YOUR TASK: Restate the lines word for word, from the one containing "Where can you spot the green sign?" through the last line of the entries below, without any other lines.

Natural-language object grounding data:
————

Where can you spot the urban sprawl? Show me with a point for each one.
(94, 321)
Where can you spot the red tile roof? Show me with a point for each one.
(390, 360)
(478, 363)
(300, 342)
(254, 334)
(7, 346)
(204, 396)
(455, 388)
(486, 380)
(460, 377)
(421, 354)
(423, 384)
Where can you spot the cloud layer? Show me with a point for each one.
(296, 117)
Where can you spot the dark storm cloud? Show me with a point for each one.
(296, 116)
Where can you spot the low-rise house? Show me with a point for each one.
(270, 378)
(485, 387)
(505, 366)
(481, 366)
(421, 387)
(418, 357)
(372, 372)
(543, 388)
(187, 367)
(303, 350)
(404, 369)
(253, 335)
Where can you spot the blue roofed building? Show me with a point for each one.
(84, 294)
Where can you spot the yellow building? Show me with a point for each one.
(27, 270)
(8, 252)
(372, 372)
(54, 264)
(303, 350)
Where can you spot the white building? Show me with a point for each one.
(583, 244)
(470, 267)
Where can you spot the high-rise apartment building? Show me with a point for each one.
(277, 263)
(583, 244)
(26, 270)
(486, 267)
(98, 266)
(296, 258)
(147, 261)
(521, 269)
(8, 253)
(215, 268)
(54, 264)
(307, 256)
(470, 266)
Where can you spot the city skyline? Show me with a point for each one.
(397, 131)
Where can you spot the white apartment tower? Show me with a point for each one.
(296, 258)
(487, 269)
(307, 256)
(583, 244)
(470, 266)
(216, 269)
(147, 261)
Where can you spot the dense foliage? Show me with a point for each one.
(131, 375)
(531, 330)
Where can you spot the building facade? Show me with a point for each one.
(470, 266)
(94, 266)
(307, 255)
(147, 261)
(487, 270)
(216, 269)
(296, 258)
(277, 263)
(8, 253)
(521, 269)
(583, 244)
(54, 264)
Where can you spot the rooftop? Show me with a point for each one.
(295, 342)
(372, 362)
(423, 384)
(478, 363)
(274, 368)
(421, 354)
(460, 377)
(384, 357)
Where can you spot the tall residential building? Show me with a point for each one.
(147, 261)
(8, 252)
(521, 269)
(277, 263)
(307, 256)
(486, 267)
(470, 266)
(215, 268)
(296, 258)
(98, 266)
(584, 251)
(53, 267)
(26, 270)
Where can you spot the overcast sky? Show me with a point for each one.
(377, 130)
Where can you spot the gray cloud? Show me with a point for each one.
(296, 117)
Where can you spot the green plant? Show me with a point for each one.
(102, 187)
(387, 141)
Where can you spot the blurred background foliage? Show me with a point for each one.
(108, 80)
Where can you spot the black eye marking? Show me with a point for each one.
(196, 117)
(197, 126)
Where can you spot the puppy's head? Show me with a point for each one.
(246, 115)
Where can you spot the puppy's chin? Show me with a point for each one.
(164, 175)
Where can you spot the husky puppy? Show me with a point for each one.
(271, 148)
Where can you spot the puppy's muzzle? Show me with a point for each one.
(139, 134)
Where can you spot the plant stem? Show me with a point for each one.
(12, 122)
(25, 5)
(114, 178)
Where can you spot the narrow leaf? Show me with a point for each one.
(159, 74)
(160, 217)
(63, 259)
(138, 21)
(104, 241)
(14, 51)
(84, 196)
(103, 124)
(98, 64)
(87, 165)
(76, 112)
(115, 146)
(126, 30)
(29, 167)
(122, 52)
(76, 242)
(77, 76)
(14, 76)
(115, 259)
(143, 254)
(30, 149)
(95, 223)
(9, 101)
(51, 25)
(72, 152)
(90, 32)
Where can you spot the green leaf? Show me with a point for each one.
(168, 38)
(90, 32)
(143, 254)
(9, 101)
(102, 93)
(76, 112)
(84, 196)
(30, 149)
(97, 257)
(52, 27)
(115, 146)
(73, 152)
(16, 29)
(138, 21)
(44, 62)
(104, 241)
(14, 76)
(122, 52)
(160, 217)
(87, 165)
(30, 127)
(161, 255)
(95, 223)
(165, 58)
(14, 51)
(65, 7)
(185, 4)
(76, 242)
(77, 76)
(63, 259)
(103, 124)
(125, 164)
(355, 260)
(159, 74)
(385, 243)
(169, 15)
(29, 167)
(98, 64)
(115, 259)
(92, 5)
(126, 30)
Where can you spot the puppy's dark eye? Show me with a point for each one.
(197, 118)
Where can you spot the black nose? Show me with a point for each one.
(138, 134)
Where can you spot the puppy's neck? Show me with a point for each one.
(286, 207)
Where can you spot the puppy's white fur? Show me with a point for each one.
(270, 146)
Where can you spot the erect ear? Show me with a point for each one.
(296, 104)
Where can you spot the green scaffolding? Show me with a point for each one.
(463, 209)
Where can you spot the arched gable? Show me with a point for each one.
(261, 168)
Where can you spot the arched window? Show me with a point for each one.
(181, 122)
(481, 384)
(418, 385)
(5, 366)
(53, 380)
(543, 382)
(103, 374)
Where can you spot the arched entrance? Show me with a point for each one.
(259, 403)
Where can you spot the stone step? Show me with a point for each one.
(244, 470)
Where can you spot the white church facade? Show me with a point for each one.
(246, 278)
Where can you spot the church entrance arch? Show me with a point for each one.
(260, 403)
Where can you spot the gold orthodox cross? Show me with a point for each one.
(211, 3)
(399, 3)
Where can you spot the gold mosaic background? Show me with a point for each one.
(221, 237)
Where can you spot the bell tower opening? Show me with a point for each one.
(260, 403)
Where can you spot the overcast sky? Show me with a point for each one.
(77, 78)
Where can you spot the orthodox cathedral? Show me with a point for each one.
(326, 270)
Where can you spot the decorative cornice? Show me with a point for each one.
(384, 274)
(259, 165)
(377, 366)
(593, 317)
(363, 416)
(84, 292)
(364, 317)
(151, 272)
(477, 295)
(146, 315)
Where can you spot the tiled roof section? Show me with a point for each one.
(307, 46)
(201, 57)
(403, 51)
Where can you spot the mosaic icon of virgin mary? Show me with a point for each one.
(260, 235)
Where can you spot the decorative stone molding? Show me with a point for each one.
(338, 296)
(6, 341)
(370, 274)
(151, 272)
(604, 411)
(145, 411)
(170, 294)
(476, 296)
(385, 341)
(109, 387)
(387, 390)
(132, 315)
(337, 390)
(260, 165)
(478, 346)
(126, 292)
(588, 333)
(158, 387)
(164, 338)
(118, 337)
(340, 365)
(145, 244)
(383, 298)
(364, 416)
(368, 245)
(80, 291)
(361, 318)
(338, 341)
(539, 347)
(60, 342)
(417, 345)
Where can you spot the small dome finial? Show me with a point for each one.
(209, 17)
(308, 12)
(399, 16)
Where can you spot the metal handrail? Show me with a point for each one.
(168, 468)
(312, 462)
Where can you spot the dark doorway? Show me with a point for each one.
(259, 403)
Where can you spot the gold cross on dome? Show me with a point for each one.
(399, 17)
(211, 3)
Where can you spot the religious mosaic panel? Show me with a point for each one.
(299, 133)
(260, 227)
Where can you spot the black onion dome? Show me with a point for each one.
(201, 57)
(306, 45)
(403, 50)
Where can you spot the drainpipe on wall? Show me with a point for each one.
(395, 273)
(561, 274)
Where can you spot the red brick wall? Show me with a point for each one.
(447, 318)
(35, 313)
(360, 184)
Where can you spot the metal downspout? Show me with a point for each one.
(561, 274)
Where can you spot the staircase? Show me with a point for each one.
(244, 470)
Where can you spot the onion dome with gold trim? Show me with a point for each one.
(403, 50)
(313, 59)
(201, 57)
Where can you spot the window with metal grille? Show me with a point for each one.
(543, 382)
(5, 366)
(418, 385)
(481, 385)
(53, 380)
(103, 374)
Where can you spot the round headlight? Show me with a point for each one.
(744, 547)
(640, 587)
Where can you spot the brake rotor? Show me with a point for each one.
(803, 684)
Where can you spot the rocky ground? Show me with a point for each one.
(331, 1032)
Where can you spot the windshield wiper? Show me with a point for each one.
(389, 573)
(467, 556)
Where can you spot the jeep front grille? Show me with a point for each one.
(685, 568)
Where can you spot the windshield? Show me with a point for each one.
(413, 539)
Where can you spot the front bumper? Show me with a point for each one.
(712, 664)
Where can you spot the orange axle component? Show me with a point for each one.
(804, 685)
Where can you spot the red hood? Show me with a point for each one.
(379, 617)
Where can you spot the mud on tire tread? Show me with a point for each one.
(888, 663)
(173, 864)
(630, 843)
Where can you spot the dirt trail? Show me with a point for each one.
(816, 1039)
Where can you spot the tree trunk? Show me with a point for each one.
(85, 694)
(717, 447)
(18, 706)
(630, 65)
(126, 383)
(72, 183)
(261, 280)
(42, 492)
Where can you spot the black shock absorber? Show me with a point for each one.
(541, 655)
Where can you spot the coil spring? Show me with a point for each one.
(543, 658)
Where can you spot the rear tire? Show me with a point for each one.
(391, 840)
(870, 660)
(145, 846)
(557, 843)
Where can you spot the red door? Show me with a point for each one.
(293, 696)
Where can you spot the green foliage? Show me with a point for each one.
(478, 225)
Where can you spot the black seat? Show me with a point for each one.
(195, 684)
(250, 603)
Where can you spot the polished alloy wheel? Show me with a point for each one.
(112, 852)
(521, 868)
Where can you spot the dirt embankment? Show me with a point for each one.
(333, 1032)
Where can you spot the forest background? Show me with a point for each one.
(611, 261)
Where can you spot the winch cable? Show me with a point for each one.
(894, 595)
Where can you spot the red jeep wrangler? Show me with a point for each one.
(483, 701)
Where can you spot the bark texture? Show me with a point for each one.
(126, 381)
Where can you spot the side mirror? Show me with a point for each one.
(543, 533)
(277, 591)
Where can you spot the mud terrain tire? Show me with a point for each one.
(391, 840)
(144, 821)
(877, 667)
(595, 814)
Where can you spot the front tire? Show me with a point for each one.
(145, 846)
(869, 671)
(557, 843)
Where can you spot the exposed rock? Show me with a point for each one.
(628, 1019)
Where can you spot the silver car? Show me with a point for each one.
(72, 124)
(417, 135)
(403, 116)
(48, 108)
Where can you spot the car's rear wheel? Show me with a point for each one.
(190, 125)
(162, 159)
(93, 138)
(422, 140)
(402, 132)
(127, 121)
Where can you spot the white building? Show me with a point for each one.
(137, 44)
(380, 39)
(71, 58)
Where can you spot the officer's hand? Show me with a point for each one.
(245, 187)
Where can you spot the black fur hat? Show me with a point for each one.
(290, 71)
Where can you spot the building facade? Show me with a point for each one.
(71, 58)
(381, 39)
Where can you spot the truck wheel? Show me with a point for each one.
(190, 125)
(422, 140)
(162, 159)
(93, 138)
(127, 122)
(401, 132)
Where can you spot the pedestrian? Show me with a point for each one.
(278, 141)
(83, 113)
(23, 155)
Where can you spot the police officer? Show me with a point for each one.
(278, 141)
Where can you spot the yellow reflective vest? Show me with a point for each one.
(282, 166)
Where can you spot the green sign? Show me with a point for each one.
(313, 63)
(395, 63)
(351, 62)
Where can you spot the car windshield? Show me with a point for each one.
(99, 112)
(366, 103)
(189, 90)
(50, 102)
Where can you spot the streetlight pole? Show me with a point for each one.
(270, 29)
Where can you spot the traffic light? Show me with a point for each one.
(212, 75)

————

RESPONSE TO THIS EXERCISE:
Where can you spot the green sign? Show me with a point for each one.
(313, 63)
(395, 63)
(351, 62)
Where can you spot the car windshield? Show me with a point for each one.
(99, 112)
(366, 103)
(189, 90)
(50, 102)
Where can you spot the streetlight pole? Show me with a point for each one.
(270, 29)
Where can you spot the traffic light? Show me with a point for each one.
(212, 75)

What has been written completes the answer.